### What the task asks
Please restate the records below verbatim, omitting every image they hold.

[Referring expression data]
#####

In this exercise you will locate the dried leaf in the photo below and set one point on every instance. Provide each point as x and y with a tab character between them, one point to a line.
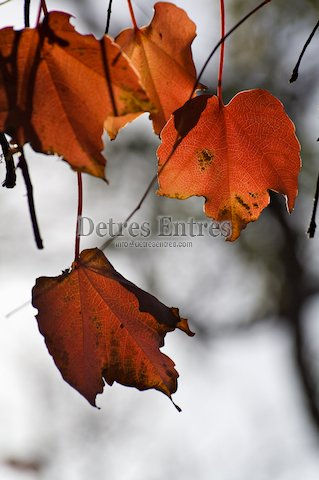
97	324
231	155
57	88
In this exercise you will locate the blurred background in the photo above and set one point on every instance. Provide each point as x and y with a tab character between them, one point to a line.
248	382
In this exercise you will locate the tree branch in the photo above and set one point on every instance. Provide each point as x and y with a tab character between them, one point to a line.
10	180
26	176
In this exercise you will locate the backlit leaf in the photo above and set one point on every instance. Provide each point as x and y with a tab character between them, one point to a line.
231	155
161	52
57	88
97	324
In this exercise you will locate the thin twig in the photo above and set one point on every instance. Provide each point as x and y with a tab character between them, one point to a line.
222	40
26	176
5	1
10	180
222	53
295	71
27	13
312	226
79	215
108	19
132	15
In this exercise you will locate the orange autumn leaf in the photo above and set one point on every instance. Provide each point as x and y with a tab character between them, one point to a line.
57	87
161	52
231	155
97	324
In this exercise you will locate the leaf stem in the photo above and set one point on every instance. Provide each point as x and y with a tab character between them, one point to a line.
312	227
108	18
222	40
79	215
27	13
295	71
132	14
44	7
27	180
222	52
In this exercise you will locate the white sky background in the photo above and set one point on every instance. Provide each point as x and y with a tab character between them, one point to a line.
243	414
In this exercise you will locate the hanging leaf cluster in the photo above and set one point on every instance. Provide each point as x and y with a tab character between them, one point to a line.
60	91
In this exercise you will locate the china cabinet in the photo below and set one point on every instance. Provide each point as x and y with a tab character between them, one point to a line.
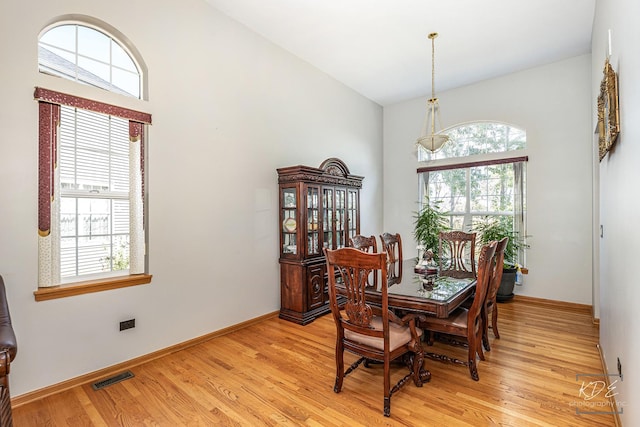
318	208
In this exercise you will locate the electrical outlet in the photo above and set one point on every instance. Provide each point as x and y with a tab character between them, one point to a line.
127	324
619	368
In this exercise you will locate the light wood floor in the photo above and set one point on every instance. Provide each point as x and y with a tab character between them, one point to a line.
279	373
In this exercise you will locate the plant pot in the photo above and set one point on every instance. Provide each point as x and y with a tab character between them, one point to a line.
505	291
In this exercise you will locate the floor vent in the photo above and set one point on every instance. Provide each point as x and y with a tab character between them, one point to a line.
112	380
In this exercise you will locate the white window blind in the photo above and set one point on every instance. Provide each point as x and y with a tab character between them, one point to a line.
94	193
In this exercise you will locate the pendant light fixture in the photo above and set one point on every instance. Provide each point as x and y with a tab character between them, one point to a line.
430	139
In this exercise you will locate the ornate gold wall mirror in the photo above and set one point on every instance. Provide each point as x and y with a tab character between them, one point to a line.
608	114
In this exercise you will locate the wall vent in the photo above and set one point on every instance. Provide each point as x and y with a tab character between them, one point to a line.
112	380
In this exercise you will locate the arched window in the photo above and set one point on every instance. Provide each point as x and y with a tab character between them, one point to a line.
486	179
91	165
88	55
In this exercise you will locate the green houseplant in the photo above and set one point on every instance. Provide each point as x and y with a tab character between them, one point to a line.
496	228
429	222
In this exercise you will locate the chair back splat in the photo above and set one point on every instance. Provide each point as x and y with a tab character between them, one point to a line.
456	254
490	306
392	245
372	332
366	244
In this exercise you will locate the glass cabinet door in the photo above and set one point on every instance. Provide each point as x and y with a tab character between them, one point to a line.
341	218
313	209
327	218
352	214
289	221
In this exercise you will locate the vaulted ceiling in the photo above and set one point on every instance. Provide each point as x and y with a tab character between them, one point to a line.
381	50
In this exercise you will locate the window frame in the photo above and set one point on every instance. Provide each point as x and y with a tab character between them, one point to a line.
430	163
49	107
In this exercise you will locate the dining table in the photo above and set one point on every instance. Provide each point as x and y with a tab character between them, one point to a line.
425	293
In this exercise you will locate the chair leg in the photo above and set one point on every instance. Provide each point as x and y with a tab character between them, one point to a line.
387	386
474	346
339	366
494	321
485	331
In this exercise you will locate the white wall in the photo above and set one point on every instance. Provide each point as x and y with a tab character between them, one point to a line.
619	203
228	109
552	103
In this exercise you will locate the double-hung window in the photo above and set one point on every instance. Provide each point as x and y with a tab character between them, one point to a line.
91	215
480	173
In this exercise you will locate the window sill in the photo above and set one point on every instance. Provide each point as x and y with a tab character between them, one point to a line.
91	286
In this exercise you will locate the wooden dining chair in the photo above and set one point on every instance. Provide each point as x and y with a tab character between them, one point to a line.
456	254
366	244
392	244
372	332
490	306
466	323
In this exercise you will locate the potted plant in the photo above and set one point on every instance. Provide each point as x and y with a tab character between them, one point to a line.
496	228
429	222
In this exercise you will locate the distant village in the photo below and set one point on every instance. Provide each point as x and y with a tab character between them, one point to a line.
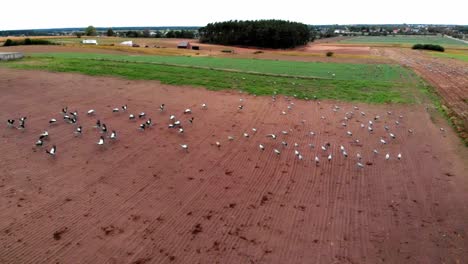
318	31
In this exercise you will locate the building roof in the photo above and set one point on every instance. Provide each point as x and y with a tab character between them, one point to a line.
183	44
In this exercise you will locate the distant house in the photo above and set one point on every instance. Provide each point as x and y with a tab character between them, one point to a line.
89	41
127	43
184	45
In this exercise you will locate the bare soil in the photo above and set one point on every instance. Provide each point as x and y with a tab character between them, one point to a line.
142	199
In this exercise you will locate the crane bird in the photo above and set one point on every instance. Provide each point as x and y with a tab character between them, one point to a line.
78	131
10	122
22	124
39	142
358	155
103	128
149	122
52	151
44	135
184	147
113	135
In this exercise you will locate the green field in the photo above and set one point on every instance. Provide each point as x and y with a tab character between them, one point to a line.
381	84
405	40
338	71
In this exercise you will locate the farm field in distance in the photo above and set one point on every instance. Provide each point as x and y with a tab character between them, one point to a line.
283	156
354	82
451	55
405	40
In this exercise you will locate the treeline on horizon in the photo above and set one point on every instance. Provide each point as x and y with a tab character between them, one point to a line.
276	34
53	31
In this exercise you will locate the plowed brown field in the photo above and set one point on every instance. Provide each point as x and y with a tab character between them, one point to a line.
142	199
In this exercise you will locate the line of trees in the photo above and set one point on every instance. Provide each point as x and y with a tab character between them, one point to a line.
429	47
277	34
157	34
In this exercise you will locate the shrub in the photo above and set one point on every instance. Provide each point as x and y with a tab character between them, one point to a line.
429	47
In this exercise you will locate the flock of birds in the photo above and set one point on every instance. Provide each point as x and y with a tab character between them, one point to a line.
73	118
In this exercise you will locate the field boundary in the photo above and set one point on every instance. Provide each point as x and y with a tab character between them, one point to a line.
210	68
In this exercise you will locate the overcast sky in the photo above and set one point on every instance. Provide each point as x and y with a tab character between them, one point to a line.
31	14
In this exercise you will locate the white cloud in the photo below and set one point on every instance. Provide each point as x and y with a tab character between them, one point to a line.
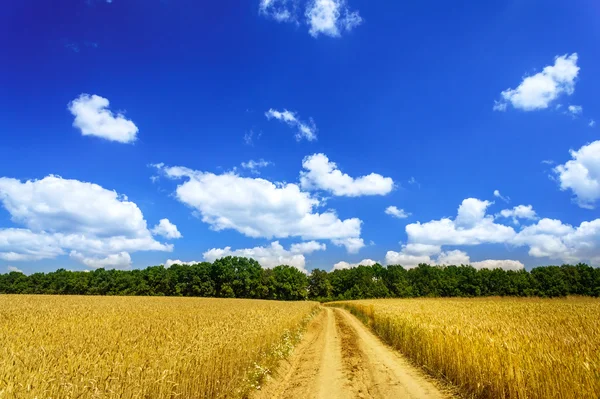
306	131
397	213
121	260
269	257
540	90
324	175
582	175
353	245
249	137
556	240
499	264
453	258
546	238
412	255
93	118
171	262
500	106
498	195
258	208
63	214
279	10
471	227
331	17
307	247
519	212
575	110
346	265
166	229
254	166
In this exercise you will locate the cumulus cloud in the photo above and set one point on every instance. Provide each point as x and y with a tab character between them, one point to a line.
171	262
269	256
121	260
254	166
307	247
514	265
279	10
331	17
93	118
412	255
454	257
166	229
397	213
321	174
346	265
503	198
581	175
470	227
556	240
353	245
575	110
519	212
546	238
540	90
61	214
306	131
257	207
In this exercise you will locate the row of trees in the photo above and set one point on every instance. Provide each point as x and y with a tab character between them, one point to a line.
234	277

#####

### Exercise answer
In this exercise you will locate the dried leaf in the photo below and set one point on every instance. Provide each point as x and y with a tab character between them, one point to a line.
97	324
231	155
57	88
In this exercise you will locate the blurred background in the photo above and set one point on every instance. Provide each point as x and y with a tab character between them, one point to a line.
248	382
In this exercise you will locate the tree branch in the photo above and set one point on every instance. Provide each point as x and y with a tab character between them, one point to a line.
10	180
26	176
In this exercise you will locate the backlit leaf in the photo above and set one point on every instance. Provide each point as x and y with a tab character between them, one point to a line.
231	155
161	52
57	88
97	324
In this exercise you will locate the thin twig in the photo above and set one point on every instance. Provide each point as x and y with a tab character between them, one point to a line.
222	40
26	176
5	1
10	180
222	53
295	71
27	13
312	226
79	215
108	19
132	15
In this exercise you will locate the orange autumn leaf in the photo above and set one point on every instance. Provide each point as x and y with a tab character between them, one point to a line.
57	87
161	52
231	155
97	324
In this exercise you will locate the leaf stem in the photo above and set one point on every instance. Provide each point as x and y with a tab character between them, one point to a line.
312	227
108	18
222	40
79	215
27	13
295	71
132	14
44	7
27	180
222	52
In this exercise you will locate the white sky background in the photo above and set one point on every instance. Provide each point as x and y with a tab character between them, one point to a line.
243	414
In this exercise you will locate the hanging leaf cluster in the photo above and set one point on every instance. Provide each point as x and y with a tab character between them, one point to a line.
60	91
In this exercise you will locate the china cabinet in the photo below and set one point on every instance. Provide each point as x and y with a tab character between them, one point to a line.
318	208
In this exercise you will locate the electrical outlet in the photo above and set one point on every instance. Provide each point as x and y with a tab character between them, one point to a line.
127	324
619	368
In this exercise you will locate the light wood floor in the photo above and set one point on every instance. Provide each point as x and y with a tab character between them, one point to a line.
279	373
In this exercise you will locate the plant pot in the photo above and set one point on every instance. Provide each point as x and y with a tab character between them, one point to a line.
505	291
In this exercise you will locate the floor vent in the photo above and set one point on every instance. Provide each point as x and y with a tab character between them, one point to a line.
112	380
In this exercise you will locate the white window blind in the photo above and set one point on every instance. Provide each point as x and y with a tab character between them, one point to a line.
94	193
In this exercise you will locate the pendant light fixture in the photo above and set one point on every instance. Provide each point as x and y with a tab character between them, one point to a line.
430	139
In this exercise you will locate the ornate gold wall mirror in the photo above and set one point on every instance. Provide each point as x and y with a tab character between them, one point to a line.
608	114
In this exercise you will locate the wall vent in the photo above and set one point on every instance. Provide each point as x and y with a tab character between them, one point to a line.
112	380
In this exercise you will locate the arched window in the photo above and set one point on every instance. Provide each point as x and y with a tab character between them, one point to a line.
486	179
91	165
88	55
In this exercise you will locate the green houseplant in the photo above and set one point on every instance. Provide each point as x and y with a tab character between them, one point to a line.
496	228
429	222
In this exercise you will locate the chair back splat in the photo above and set one point on every instance. Provide each point as x and y with a tab character between them, one point to a line.
456	254
490	306
392	245
372	332
366	244
In this exercise you will locate the glass cabinet door in the photo above and set one point on every instance. Provide each point as x and y with a tab character between them, one point to a line.
341	218
313	209
327	218
352	214
289	221
In this exercise you will locate the vaulted ceiling in the photo above and set one point on every instance. Provide each point as x and y with a tab character between them, one point to a line.
381	50
In this exercise you will locate the window frame in the photo above and set one point on every instance. Provide each point as x and y with a tab character between them, one point to a line.
430	163
49	107
In this exercise you will locate the dining table in the photo above and set one point on every instance. Provide each point as x and y with a tab character between them, one point to a line.
425	293
In this exercise you will locate the chair leg in the photo above and set one point on every instance. Provide each point as x and y with a tab character between them, one point to a line.
387	386
474	346
339	366
494	321
485	331
In this exercise you will locate the white wall in the photo above and set one point on every instance. Provide each point as x and y with a tab character between them, one point to a line.
619	203
228	109
552	103
In this exercise you will locate the double-hung window in the photo above and set one point on every instance. Provide each point as x and y with a tab character between them, one point to a line.
91	215
480	173
In this exercise you will locate the window sill in the photo above and set one point on every instance. Provide each point as x and y with a tab character between them, one point to a line.
91	286
In this exercise you will locate the wooden dining chair in the photo above and set one point on every instance. Provide each point as x and y with a tab character between them, one point to a line.
456	254
366	244
392	244
372	332
490	306
466	323
In this exercise you will locate the potted plant in the photo above and set one point on every instance. Provide each point as x and y with a tab character between them, one point to a line.
496	228
429	222
In this exercise you will locate the distant village in the photo below and set one point on every instance. Provide each point as x and y with a tab character between them, one point to a line.
318	31
In this exercise you will locate the building roof in the photo above and set one point on every instance. Provide each point as x and y with a tab character between them, one point to a line.
183	44
In this exercise you will locate the distant house in the photo above and set one point on every instance. Provide each point as x and y with a tab character between them, one point to a line.
89	41
127	43
184	45
In this exercise you will locate the bare soil in the photo above and set one point on every instance. Provide each point as x and y with a tab character between them, one point to a line.
142	199
In this exercise you will locate the crane bird in the photo above and set one point on every instance. Provide each point as x and y with a tab character between them, one point to a line.
78	131
10	122
22	124
39	142
358	155
103	128
149	122
52	151
44	135
184	147
113	135
In this exercise you will locate the green field in the photo above and set one point on every instance. Provide each point as x and y with a tab character between them, one point to a line.
381	84
405	40
338	71
In this exercise you will locate the farm field in distance in the photo above and set one point on every instance. Provide each point as x and y with a tab character between them, one point to a line.
283	156
354	82
451	55
405	40
In this exercise you will locate the treeline on horizon in the photo above and set one point on every instance. Provide each point as x and y with a tab character between them, one point to a line.
276	34
53	31
In this exercise you will locate the plowed brown field in the photo above and set one point on every instance. Provide each point as x and y with a tab character between them, one point to a line.
142	199
In this exercise you will locate the line of trees in the photo above and set one point on every instance. Provide each point as x and y with a tab character between them, one point to a line.
429	47
277	34
157	34
In this exercise you will locate the shrub in the photo above and set one point on every instance. Provide each point as x and y with a tab character between them, one point to a line.
429	47
In this exercise you will locate the flock of birds in the photo above and set one point on every instance. Provide each point as x and y with a tab character between them, one point to a line.
73	118
In this exercise you will locate the field boundary in the photo above and set one point on every instance. Provide each point as x and y with a tab character between them, one point to a line.
210	68
In this exercise you will locate the overcast sky in the photo above and set one point on every instance. Provide each point as x and y with a tab character between them, one point to a line.
31	14
In this exercise you will locate the white cloud in the photo below and set one point on every instance. Provide each point as x and y with a tab character between them, one point to a line.
306	131
397	213
121	260
269	257
540	90
324	175
582	175
353	245
249	137
556	240
499	264
453	258
546	238
412	255
93	118
171	262
500	106
498	195
258	208
63	214
279	10
471	227
331	17
307	247
519	212
575	110
346	265
166	229
254	166
In this exercise you will locate the cumulus cloud in the photo above and set one point on every instance. Provide each point as x and y with a tab character between them, one point to a line.
171	262
269	256
121	260
254	166
307	247
514	265
279	10
331	17
93	118
412	255
454	257
166	229
397	213
321	174
346	265
503	198
581	175
470	227
556	240
353	245
575	110
519	212
546	238
540	90
61	214
306	131
257	207
In this exercise you will locate the row of trees in the photo above and set one point on every instance. Provide each point as x and y with a tab character between them, one point to a line.
234	277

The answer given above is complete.